> _GOAL OF THE EXERCISE_: In the entries, reproduce verbatim the lines from the one containing "Trace the outline of every instance of the blue" through the one containing "Give the mask of the blue cabinet.", including both.

> _SUPPLIED MATERIAL_:
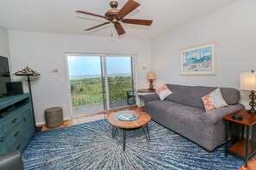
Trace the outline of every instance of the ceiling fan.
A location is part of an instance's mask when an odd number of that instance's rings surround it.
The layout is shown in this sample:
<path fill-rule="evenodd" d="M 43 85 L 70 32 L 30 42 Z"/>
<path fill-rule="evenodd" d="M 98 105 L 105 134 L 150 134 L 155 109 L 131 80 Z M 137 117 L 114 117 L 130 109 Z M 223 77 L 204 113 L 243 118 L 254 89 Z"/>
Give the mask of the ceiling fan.
<path fill-rule="evenodd" d="M 118 6 L 118 3 L 116 1 L 111 1 L 109 3 L 110 7 L 112 8 L 111 9 L 108 10 L 105 13 L 105 15 L 100 15 L 83 10 L 77 10 L 76 12 L 81 13 L 81 14 L 85 14 L 85 15 L 90 15 L 97 17 L 101 17 L 108 20 L 109 21 L 106 21 L 104 23 L 99 24 L 97 26 L 90 27 L 88 29 L 85 29 L 84 31 L 89 31 L 102 26 L 104 26 L 106 24 L 109 24 L 112 22 L 116 29 L 116 32 L 118 35 L 122 35 L 125 33 L 125 31 L 121 25 L 120 21 L 122 23 L 128 23 L 128 24 L 136 24 L 136 25 L 144 25 L 144 26 L 150 26 L 153 22 L 152 20 L 139 20 L 139 19 L 124 19 L 124 17 L 134 10 L 136 8 L 140 6 L 140 3 L 134 0 L 128 0 L 121 9 L 116 9 Z"/>

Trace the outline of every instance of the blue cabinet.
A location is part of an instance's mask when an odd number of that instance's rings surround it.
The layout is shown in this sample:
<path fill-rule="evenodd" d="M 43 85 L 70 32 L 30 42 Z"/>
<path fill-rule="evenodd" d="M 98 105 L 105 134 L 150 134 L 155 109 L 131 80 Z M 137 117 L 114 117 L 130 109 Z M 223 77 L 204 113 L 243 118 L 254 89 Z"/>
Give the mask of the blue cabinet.
<path fill-rule="evenodd" d="M 21 152 L 34 136 L 29 94 L 0 98 L 0 155 Z"/>

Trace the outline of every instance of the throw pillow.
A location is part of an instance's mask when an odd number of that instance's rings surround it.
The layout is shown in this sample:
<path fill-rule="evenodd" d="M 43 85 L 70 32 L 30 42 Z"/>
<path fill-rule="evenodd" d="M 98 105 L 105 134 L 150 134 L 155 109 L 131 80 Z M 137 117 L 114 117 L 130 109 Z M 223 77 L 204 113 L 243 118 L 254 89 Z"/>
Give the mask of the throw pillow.
<path fill-rule="evenodd" d="M 172 92 L 165 84 L 161 88 L 156 90 L 156 94 L 159 96 L 160 100 L 163 100 L 168 97 Z"/>
<path fill-rule="evenodd" d="M 228 106 L 222 95 L 219 88 L 208 94 L 207 95 L 202 97 L 202 100 L 206 111 L 212 111 L 216 108 Z"/>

> _THE COMPLETED TASK_:
Trace the outline of every instance of the blue cabinet.
A location is part of an instance's mask when an odd number of that instance's rings surround it.
The layout is shown in this sample:
<path fill-rule="evenodd" d="M 43 85 L 70 32 L 30 42 Z"/>
<path fill-rule="evenodd" d="M 98 105 L 105 134 L 150 134 L 155 109 L 131 80 Z M 137 117 L 114 117 L 130 109 Z M 223 77 L 204 113 L 243 118 L 254 89 Z"/>
Give the mask of the blue cabinet.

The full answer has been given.